EXERCISE REQUIREMENTS: What is needed is an exact copy of all the entries.

DATA UNDER STUDY:
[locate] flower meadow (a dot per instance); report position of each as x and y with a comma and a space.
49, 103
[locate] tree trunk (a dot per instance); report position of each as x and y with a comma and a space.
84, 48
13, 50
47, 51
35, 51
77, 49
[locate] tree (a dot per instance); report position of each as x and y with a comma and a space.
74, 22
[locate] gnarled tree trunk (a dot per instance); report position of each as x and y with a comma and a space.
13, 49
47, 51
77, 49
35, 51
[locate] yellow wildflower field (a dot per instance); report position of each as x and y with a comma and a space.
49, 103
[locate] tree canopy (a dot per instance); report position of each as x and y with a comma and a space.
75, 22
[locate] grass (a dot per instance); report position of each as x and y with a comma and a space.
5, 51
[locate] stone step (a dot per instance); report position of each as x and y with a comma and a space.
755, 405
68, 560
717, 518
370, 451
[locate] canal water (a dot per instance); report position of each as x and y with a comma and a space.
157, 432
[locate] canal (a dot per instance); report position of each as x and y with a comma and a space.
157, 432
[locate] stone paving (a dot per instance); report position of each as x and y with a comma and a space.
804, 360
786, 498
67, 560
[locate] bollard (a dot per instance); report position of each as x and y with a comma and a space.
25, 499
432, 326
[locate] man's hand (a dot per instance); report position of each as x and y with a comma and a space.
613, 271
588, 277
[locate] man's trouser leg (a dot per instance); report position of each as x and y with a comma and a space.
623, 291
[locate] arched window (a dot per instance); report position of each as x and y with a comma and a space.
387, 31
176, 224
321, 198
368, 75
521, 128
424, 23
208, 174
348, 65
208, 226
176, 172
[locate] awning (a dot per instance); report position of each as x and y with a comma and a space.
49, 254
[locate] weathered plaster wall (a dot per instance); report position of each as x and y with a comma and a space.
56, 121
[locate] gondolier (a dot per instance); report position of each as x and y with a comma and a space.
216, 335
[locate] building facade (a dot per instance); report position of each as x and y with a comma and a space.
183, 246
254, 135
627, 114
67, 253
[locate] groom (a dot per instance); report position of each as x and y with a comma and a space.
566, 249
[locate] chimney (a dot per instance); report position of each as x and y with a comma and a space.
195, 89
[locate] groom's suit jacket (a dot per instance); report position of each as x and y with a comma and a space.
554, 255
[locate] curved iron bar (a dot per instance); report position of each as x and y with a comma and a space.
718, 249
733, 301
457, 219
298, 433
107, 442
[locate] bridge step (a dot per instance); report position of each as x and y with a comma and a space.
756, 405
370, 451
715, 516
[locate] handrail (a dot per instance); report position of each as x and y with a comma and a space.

ANSWER AREA:
[locate] flower meadow (a dot per instance); report position of each as x and y with a comma and a space.
49, 103
[locate] tree trunk (a dot per instance); report position of each as x and y with a comma and a space.
84, 48
13, 50
47, 51
35, 51
77, 49
[locate] tree (a dot per instance); report position of each as x and y with a comma and a space.
74, 22
[locate] gnarled tree trunk (a dot per instance); report position of each as x and y with a comma and a space.
13, 49
47, 51
77, 49
35, 51
[locate] yellow wildflower field (a dot per instance); report position of each as x and y with a comma and a space.
49, 103
[locate] tree canopy (a dot per instance); report position of each as x and y with a comma and a space.
75, 22
[locate] grass (a dot per instance); report position of each as x and y with a comma and a space.
5, 51
[locate] stone step (a dot per instance); report position of each as x and y with a comma and a space.
755, 405
68, 560
717, 518
370, 451
[locate] canal water (a dot per instance); report position of each as x and y with a comma and a space.
157, 432
[locate] canal (a dot per instance); report position of each as x and y with a comma and a space.
157, 432
[locate] stone paving (a dot per instance); report position of each as x and y with a comma and a space.
804, 360
786, 498
67, 560
[locate] bollard (a dot per instance); report position of each as x and y with a comma and a space.
25, 499
432, 326
[locate] man's hand (a dot per instance); report position of each as x and y with a comma and a space.
613, 271
588, 277
[locate] man's trouser leg (a dot per instance); report position of each as x and y with a comma and a space.
623, 291
[locate] arched window (a dot per instance); report position of each as x and y with a comma and a space.
387, 31
176, 224
321, 198
368, 75
521, 128
424, 23
208, 174
348, 65
208, 226
176, 172
[locate] awning (a dot per instance); report position of each as x and y with a comma and a space.
49, 254
[locate] weathered plaster wall (a dot per instance); report position of each as x and y with a comma and a space.
56, 121
[locate] gondolier (a dot per instance); report position of each as x and y with a comma and a space.
216, 335
[locate] building facade (a dot per instance); report position of each as x and y with a comma and a space.
183, 246
254, 135
627, 114
67, 253
[locate] groom (a dot per instance); report position of each as x and y with a comma and a space.
566, 249
[locate] chimney (a dot per instance); report position of each as x and y with a comma and a space.
195, 89
[locate] groom's suit jacket (a dot per instance); report position of each as x and y with a comma and a space.
554, 255
[locate] curved iron bar (a dot per instance); report position of each as x and y with a comma and a space.
718, 249
733, 301
457, 219
298, 433
107, 442
[locate] bridge step (a dot per instance); report position of each as x and y with a comma and a space.
756, 405
370, 451
715, 516
[locate] handrail (a dot per instance); report position of each as x and y with a comma and a space.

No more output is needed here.